*Record extracts:*
#####
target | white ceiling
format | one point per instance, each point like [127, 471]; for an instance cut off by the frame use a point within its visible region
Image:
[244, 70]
#####
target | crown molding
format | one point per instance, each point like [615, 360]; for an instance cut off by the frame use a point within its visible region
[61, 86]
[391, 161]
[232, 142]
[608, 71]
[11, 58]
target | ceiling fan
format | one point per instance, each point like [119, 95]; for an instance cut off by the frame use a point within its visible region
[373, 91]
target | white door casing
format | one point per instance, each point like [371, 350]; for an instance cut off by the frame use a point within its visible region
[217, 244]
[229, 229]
#####
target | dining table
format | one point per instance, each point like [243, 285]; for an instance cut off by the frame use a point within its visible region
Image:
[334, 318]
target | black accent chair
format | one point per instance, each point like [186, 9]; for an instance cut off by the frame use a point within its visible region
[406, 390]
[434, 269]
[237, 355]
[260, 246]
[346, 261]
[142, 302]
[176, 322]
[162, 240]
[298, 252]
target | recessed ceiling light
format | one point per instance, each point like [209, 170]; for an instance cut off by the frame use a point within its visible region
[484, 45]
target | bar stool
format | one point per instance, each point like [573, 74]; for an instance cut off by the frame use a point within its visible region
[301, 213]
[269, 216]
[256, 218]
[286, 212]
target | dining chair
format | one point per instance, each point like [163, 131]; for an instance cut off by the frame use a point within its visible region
#####
*The request:* Reproduce the records above without changes, starting with the line that contains "target | bar stool" and continuing through the line that contains "format | one point per instance, each point like [163, 131];", including both of those lines.

*Correct response:*
target | bar stool
format | one point per instance, each point like [573, 74]; for an instance cut off by the frame use a point within its visible region
[301, 213]
[269, 216]
[256, 218]
[286, 212]
target | dining chair
format | one point per instance, each point like [163, 131]; for an instance cut off by the frame use a point within its visible region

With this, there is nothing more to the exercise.